What is required ▸ Resume the forum thread about blue hood lights, starting right after its last line.

Text to read ▸
## BEGIN

# Blue Hood Leon/LED lights



## ynwa23 (Oct 10, 2009)

Hi guys,

I always see other cars with two blue lights on the hood/bonnet of cars. I have no idea what they are called, and I would like to know how they work and where to get some..

Any help would be much appreciated.,


----------



## oshytisjp (Apr 21, 2009)

you might be talking bout these here 

http://www.taillightking.com/images/LED_Lights/38019_BlueLED_wwNozzle_Combined.jpg


they work hooked up on the headlights or a switch .. but they look nasty after a while plus i think its illegal to have red or blue ... as far as buying them u can get them here CanKurd.com - Home hope that works for you and that i answered your question


----------



## iforc (Jun 16, 2006)

yeah my brother got a ticket for having them. I did not know anyone still drove around with those things. I used to think they were cool too. But oshytisjp is right they look bad after a while and I think they are kind of juvenile. But you did not ask for my opinion so...


----------



## oshytisjp (Apr 21, 2009)

## END

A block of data
## BEGIN

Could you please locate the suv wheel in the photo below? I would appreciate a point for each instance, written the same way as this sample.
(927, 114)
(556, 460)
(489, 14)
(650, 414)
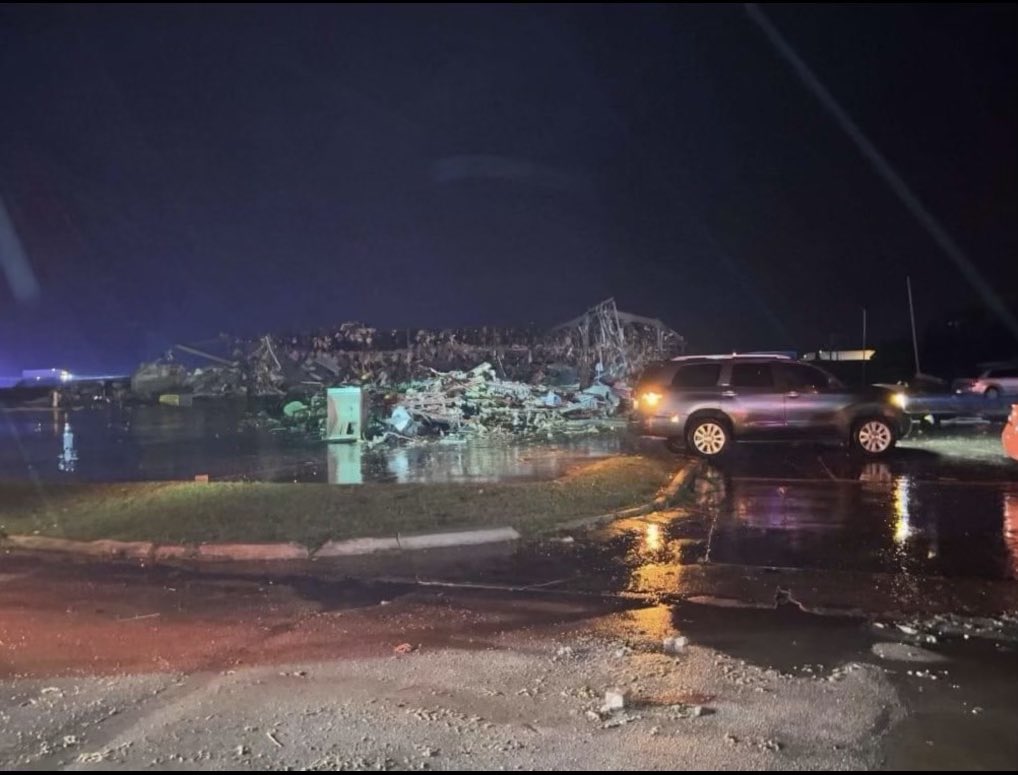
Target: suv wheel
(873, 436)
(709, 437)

## END
## BEGIN

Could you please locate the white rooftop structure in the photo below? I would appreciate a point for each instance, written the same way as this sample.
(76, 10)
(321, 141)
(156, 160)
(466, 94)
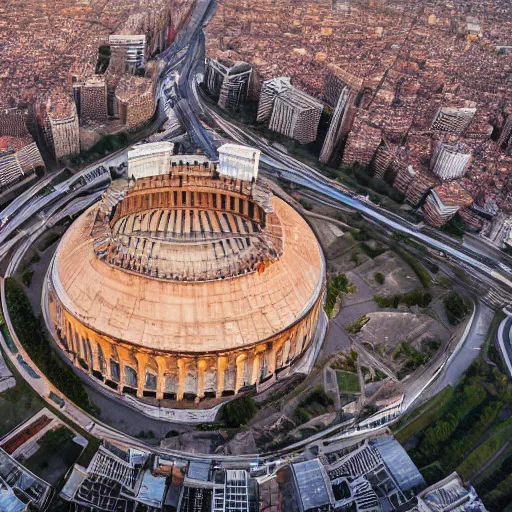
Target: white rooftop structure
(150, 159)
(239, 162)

## END

Reply to the task ▸
now now iforc dont be so hard on your self bro we like to hear opinions good or bad ones .. lol but hey look at the bright side man we warned him b4 he actually did it there for we saved him money on a ticket and let him know they kinda look tacky after a while.... but hey man if u want your car to look nice at night i sugest go with LED's all over inside and out .. as far as ( licence plates,dome lights, glove compartment, door lights inside, side markers, brake lights,turn signals) i got a kick azz place to buy them all my friends bought from them and no complaints nothing but good things to say bout them ... V-LEDS u will be happy so go big or go home


----------



## gabe74gt (Oct 8, 2009)

thats not a good idea to ask for. you might have to suffer questions from traffic cops on that. actually those are laser lights with different colors.


----------



## verycooljdm (Dec 7, 2010)

There are "scanners" that look like nightrider lights.


----------



## Jenny2 (Mar 15, 2011)

I am also unknown about the blue lights on the hood/bonnet I want to know about this..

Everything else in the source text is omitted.